[TASK MATERIAL]
====

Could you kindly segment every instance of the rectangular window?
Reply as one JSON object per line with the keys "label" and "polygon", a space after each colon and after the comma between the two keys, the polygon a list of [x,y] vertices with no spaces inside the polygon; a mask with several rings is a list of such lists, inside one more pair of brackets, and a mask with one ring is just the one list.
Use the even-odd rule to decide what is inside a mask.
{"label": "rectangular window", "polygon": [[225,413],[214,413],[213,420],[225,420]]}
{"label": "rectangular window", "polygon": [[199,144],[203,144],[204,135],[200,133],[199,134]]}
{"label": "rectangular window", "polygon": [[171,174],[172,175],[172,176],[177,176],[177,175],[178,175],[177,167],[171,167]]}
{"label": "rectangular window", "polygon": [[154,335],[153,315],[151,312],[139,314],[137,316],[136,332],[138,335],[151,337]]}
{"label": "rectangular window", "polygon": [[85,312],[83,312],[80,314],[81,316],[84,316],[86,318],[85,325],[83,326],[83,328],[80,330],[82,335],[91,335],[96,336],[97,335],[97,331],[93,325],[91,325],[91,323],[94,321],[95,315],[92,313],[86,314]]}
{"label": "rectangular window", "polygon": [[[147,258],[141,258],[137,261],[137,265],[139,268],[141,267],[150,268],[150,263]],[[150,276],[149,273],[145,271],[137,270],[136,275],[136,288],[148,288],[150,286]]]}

====

[WHAT IS REQUIRED] Reproduce every line of the records above, the request lines unchanged, and shift each answer line by adding 51 to every x and y coordinate in its polygon.

[IN RESPONSE]
Could you kindly segment every instance of the rectangular window?
Reply as one JSON object per line with the keys "label" and "polygon", a space after each colon and after the comma between the two keys, the polygon a list of [x,y] vertices with no spaces inside the polygon; a mask with several rings is a list of such lists, inside one more pair of brackets, and a mask with one ring is just the one list.
Use the even-odd rule to decide what is inside a mask.
{"label": "rectangular window", "polygon": [[276,464],[265,464],[264,471],[276,471]]}
{"label": "rectangular window", "polygon": [[250,195],[254,195],[255,186],[251,184],[250,185]]}
{"label": "rectangular window", "polygon": [[222,225],[223,226],[223,227],[228,227],[228,226],[229,226],[228,218],[222,218]]}
{"label": "rectangular window", "polygon": [[205,386],[204,366],[202,363],[190,365],[188,367],[187,383],[189,386],[202,388]]}
{"label": "rectangular window", "polygon": [[136,363],[134,363],[131,365],[132,367],[135,367],[137,369],[136,376],[134,377],[134,379],[131,381],[133,386],[142,386],[147,387],[148,386],[148,382],[144,376],[142,376],[142,374],[145,372],[146,366],[143,364],[137,365]]}
{"label": "rectangular window", "polygon": [[[198,309],[192,309],[188,312],[188,316],[190,319],[192,318],[201,319],[201,314]],[[201,327],[200,324],[196,322],[188,321],[187,326],[187,339],[199,339],[201,337]]]}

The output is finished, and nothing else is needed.